> [WHAT YOU WILL DO]: A word-for-word repeat of the records below is what this calls for.

☆ ☆ ☆ ☆ ☆

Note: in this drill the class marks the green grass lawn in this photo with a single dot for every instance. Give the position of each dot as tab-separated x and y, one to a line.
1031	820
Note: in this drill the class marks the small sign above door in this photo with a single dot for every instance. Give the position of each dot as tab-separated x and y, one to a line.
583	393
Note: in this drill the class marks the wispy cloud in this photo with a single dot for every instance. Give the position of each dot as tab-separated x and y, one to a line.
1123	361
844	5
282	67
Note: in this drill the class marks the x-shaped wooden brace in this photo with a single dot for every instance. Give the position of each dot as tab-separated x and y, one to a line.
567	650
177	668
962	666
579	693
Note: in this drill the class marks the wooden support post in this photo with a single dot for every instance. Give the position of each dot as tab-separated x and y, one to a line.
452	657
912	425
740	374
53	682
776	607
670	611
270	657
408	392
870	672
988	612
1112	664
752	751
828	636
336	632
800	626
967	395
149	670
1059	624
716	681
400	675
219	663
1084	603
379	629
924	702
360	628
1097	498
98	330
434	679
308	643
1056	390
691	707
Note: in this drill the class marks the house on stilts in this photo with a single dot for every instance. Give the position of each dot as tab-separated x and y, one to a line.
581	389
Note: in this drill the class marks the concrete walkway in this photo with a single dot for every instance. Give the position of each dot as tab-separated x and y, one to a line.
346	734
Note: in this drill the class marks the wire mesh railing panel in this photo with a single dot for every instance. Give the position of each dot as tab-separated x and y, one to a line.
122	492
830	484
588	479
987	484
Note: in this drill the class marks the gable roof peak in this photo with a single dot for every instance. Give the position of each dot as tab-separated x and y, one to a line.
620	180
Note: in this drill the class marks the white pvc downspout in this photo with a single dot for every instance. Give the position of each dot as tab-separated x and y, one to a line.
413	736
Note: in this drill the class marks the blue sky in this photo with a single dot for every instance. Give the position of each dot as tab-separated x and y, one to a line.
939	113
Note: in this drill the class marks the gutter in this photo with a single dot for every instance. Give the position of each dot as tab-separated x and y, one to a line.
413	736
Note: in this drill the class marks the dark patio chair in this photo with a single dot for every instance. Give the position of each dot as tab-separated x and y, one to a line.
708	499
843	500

☆ ☆ ☆ ☆ ☆

> [RESULT]:
Note: in this drill the class marks the green grass lawn in this photo with a single dot for every instance. Give the position of each dot as tab-separated x and y, one to a line.
1031	820
Note: in this drill the class marks the small sign above door in this photo with a single dot for every instance. Give the position of each dot as tab-separated x and y, one to a line.
583	393
Note: in this drill the class marks the wispy cloud in this photo with a single dot for every instance. Give the position of each dot as tab-separated x and y, one to a line.
1123	361
844	5
282	67
Note: in this drill the class marks the x-shaped wooden brace in this photo with a single dot for every instance. Give the position of each dot as tab-separated x and y, one to a line.
567	650
177	668
962	666
579	693
Note: in this drill the class marks the wooden support post in this photo with a single dot for every instance. Give the position of each dot as tab-separated x and y, one to a line.
452	657
912	425
740	374
53	682
776	607
670	611
270	657
408	392
870	672
988	612
1112	664
752	751
828	636
336	632
800	626
967	395
149	670
1059	624
716	681
400	675
219	663
1084	603
379	629
924	702
360	628
1097	498
98	330
434	679
308	643
1056	390
691	707
Note: in this drill the class marks the house on stilts in this photo with a single dot for every instance. Give the position of each dot as tab-separated x and y, one to a line.
581	389
Note: in this drill the class marks the concrete walkway in this photo with a single dot for every instance. Give the position of each dot as tab-separated x and y, one to a line.
346	734
Note: in this drill the class marks the wire mesh railing panel in this photo with a single dot for every instance. Give the position of each dot as tab-separated x and y, one to a line.
122	492
830	484
588	479
987	484
Note: in this drill the class marks the gable roof peak in this photo with a single dot for every instance. Give the position of each dot as tab-separated x and y, one to a line.
620	180
Note: in this drill the class marks the white pvc downspout in this photo with a single dot for every instance. Give the position of each dot as tab-separated x and y, one to a line.
413	736
Note: in this drill the class marks the blue sky in this photo with a single dot for every instance. Give the position of each dot as tab-separated x and y, one to a line.
939	113
Note: in this drill the class marks the gutter in this photo with a single dot for every instance. Give the position of each dot as tab-separated x and y, one to a line.
413	736
Note: in this drill the class marks the dark patio chair in this photo with a single dot for every instance. Give the position of each dot as tab-separated x and y, one to a line.
708	499
843	500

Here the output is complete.